— WORK ORDER —
Reproduce word for word the section of the book reviews that opens with the words containing "Rosie Waterhouse spotted" and closes with "perpetuate their nightmares.".

Rosie Waterhouse spotted the grifters, named the idiots, listed the bad actors and generally kept a lid on a witch-hunt which could have killed thousands. I was very pleased to see her book "Satanic Panic: A Modern Myth" in print at last. It is in fact the story of her own conversion from shocked hearer of heinous crimes through sceptical inquiry to the realisation that the politicians of this country were being manipulated by an alliance between the extremist religious right and the radical feminist extreme left, all powered by a new wave of self-generated mental illness created using quack therapies invented to make everyone a victim and create a dependent population through implanting false memories in vulnerable women who went to the NHS to seek help and eventually ended up worse because their 'therapy' was never meant to cure, but rather perpetuate their nightmares.
Today the truth of this historic situation has been drowned by the constant cacophony of 'you must believe' from the Radical Feminists on one hand and the Jesus brokers on the other, backed by an army of victim-impostors. You will ONLY find this reliable source information in Ms Waterhouse's book. Her research and analysis is absolutely unique.
Above all Rosie Waterhouse's work has been consistently accurate and 100% correct over the past three decades. Believers in SRA may not like what she has written but her facts are spot on, excellently referenced and cannot be decried. She hasn't had to change or apologise for anything she has written in three decades. If you REALLY want to know about the Satanic Panic and how it is still simmering today under the surface of Social Work ready to gush-force into another bout of witch-hunting or anti-semitism, then you need to read this unique book. I found it riveting. A detective story of the most surprising things. I challenge anyone to read it and not be shocked at what many of the general population, police, politicians and child-protection authorities have been fooled into believing.
As a summary of her long-time journalistic investigation into, and consistent debunking of, the persistent (Hoaxted Heath, anyone?) myth of Satanic Ritual Abuse and as a starting point for anyone wanting to understand more about the subject, this is a valuable book. But, written as it originally was as a PhD dissertation, it's hindered by a dry, stilted format and style that (understandably) prioritises academic achievement over readability. Waterhouse makes a very convincing argument and also writes at length about the part 'recovered' memories, dodgy therapists and a fad for diagnosing MPD/DID played in all this but what's missing is her actual writing. Her (excellent) journalism on SRA is referenced and summarised and she quotes plenty of snippets of other people's work but this book is rarely a paragraph or two away from a passage explaining methodology. Supposed cases of SRA are mentioned in passing and the details of them can probably be found by looking them up in the extensively detailed references but Waterhouse's work on them is, frustratingly, not really part of this book. Personally, I'd much rather just have a collection of her published work on SRA, with an author's note for each article, than this.

(Lines taken from a dataset)

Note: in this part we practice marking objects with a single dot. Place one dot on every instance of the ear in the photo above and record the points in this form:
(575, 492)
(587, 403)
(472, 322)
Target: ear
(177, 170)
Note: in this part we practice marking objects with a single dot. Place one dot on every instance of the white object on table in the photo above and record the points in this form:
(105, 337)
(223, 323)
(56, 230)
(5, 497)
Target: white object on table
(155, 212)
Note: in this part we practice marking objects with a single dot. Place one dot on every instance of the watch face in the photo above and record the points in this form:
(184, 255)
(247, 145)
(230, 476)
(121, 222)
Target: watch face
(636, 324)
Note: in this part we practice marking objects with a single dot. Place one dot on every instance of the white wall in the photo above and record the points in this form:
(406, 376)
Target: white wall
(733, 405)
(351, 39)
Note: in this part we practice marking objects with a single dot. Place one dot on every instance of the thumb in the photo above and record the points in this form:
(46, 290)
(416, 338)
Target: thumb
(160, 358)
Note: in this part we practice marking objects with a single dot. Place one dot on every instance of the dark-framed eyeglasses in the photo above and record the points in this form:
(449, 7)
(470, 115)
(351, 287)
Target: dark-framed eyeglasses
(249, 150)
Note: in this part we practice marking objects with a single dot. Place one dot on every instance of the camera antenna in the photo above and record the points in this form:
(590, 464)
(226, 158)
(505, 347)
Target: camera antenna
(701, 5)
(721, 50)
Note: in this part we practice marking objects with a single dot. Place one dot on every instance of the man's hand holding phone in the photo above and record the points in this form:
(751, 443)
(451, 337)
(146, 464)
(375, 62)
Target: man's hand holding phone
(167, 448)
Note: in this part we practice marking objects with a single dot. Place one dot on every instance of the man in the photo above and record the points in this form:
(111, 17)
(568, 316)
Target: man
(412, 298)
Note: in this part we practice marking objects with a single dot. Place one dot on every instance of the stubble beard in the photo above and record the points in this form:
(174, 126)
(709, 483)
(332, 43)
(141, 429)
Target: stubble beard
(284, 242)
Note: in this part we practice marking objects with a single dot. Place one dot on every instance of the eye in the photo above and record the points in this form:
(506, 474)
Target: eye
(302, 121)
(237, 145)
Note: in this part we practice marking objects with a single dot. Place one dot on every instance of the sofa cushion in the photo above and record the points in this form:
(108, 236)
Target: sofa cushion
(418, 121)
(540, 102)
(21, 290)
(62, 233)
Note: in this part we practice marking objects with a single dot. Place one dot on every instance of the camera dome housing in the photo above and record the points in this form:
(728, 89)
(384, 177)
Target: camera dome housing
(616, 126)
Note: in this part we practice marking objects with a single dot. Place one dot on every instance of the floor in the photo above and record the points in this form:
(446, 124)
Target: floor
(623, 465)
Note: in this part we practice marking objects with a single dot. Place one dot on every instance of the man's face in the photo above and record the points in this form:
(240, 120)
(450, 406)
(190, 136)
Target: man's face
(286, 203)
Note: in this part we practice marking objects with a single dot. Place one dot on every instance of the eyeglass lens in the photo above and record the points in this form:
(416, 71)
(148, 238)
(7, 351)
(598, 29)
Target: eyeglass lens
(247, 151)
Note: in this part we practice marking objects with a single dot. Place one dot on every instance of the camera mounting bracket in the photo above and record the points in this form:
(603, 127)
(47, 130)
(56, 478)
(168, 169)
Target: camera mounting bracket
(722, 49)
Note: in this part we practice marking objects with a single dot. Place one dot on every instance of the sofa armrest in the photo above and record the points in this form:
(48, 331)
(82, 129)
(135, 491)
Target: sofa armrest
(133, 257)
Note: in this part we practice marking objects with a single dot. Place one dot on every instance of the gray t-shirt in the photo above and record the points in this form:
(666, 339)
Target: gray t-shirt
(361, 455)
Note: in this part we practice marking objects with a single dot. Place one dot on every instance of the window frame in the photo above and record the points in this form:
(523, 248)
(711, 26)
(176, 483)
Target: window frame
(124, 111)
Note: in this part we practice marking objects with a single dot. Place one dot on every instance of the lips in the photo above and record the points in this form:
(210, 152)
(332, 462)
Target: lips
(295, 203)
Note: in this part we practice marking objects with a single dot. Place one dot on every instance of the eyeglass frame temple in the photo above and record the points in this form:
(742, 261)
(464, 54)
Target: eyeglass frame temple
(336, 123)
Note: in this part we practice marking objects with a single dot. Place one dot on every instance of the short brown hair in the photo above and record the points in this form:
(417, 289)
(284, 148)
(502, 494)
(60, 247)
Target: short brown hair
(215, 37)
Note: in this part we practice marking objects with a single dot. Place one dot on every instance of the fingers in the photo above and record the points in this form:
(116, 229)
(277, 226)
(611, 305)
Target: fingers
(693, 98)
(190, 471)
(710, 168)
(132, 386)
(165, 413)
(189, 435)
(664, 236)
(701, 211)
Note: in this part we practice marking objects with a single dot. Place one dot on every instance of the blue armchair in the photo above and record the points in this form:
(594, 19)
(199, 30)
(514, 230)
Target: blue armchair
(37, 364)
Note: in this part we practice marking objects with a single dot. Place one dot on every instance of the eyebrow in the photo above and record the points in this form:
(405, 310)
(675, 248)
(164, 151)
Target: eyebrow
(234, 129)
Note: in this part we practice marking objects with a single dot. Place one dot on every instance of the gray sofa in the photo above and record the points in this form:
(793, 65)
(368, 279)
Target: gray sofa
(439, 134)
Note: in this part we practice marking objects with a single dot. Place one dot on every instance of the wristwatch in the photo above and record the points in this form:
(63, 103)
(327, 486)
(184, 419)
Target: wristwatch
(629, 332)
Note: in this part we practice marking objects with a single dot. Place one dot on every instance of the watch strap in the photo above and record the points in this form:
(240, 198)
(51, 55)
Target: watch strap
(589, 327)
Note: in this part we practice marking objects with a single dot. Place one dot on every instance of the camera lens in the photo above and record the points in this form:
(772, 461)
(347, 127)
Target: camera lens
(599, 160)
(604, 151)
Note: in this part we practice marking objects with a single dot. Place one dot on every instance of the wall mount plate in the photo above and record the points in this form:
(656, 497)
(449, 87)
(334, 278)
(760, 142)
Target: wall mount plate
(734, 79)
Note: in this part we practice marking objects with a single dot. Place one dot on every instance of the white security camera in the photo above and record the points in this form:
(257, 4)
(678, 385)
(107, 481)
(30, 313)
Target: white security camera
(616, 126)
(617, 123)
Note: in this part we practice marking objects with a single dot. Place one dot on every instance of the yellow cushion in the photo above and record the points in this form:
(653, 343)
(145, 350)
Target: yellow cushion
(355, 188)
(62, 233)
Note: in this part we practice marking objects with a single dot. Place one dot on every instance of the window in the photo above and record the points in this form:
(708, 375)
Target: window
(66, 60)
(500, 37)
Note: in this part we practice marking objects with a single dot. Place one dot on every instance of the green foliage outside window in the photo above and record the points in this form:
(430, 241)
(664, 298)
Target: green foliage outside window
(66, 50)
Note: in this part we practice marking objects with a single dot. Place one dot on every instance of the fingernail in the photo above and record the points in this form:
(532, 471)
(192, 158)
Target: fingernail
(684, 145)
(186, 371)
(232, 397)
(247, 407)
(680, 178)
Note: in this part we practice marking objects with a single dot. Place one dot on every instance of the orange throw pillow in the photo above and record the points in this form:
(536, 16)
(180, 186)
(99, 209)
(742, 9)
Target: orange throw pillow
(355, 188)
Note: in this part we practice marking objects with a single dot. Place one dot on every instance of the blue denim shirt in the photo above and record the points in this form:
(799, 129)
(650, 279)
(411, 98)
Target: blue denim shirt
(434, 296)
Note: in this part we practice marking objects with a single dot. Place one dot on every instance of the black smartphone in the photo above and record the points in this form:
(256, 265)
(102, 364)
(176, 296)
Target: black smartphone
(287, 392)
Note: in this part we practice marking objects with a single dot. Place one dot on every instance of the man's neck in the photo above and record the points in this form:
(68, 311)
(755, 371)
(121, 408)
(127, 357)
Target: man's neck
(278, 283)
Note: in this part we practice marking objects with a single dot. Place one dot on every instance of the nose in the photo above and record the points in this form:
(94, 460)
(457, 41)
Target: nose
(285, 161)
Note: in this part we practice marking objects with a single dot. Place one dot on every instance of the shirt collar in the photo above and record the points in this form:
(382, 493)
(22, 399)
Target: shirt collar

— OUTPUT FOR THIS TASK —
Rosie Waterhouse spotted the grifters, named the idiots, listed the bad actors and generally kept a lid on a witch-hunt which could have killed thousands. I was very pleased to see her book "Satanic Panic: A Modern Myth" in print at last. It is in fact the story of her own conversion from shocked hearer of heinous crimes through sceptical inquiry to the realisation that the politicians of this country were being manipulated by an alliance between the extremist religious right and the radical feminist extreme left, all powered by a new wave of self-generated mental illness created using quack therapies invented to make everyone a victim and create a dependent population through implanting false memories in vulnerable women who went to the NHS to seek help and eventually ended up worse because their 'therapy' was never meant to cure, but rather perpetuate their nightmares.